- **Task statement**
Render the items as a Markdown table with the columns Row and Text, beginning at the line that contains "boat hull, one" and continuing through the last line of the items. Number each line in order and skip blank lines.

- **Records provided**
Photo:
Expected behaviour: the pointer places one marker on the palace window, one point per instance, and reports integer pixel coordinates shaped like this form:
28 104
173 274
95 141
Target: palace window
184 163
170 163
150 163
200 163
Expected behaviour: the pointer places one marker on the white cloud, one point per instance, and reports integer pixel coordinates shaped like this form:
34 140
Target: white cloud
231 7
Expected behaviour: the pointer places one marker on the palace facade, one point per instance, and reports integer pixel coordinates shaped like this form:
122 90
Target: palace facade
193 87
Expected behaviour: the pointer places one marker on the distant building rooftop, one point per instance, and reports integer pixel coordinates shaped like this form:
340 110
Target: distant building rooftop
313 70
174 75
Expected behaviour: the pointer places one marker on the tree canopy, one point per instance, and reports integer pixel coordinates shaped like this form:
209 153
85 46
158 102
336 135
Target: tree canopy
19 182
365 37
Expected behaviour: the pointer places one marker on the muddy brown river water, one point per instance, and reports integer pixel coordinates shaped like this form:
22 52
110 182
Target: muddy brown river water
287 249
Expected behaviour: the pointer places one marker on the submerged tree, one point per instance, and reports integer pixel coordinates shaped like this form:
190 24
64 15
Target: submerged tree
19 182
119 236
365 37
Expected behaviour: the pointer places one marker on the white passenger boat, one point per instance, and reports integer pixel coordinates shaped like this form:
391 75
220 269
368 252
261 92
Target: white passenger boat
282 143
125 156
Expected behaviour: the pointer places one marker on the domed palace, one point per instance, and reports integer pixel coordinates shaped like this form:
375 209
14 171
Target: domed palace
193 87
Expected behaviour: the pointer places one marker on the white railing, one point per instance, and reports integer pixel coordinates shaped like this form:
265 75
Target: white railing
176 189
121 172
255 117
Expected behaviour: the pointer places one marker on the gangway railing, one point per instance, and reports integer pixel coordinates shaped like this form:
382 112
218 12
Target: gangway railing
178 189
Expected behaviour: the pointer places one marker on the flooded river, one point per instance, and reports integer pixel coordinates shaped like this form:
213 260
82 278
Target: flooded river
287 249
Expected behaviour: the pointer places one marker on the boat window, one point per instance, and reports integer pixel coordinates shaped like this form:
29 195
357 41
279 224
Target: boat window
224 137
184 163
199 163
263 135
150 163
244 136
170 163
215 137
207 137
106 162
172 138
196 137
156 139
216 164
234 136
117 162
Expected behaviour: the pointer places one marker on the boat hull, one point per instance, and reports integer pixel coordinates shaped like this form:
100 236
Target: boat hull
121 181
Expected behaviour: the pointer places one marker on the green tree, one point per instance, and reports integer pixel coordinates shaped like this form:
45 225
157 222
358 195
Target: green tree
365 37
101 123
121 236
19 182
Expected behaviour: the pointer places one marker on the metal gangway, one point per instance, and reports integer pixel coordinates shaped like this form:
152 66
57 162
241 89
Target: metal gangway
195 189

- **Written reply**
| Row | Text |
|---|---|
| 1 | Expected behaviour: the pointer places one marker on the boat hull, one point per instance, and reports integer pixel coordinates shaped like this form: |
| 2 | 100 236 |
| 3 | Target: boat hull |
| 4 | 121 181 |
| 5 | Expected behaviour: the pointer places one marker on the green tree, one point per instance, and reports integer pixel coordinates shaped like this form: |
| 6 | 45 225 |
| 7 | 157 222 |
| 8 | 358 195 |
| 9 | Target: green tree |
| 10 | 365 37 |
| 11 | 101 123 |
| 12 | 121 236 |
| 13 | 19 182 |
| 14 | Expected behaviour: the pointer places one marker on the metal gangway, one point per instance, and reports integer pixel coordinates shaped like this form: |
| 15 | 152 66 |
| 16 | 57 162 |
| 17 | 241 89 |
| 18 | Target: metal gangway |
| 19 | 195 189 |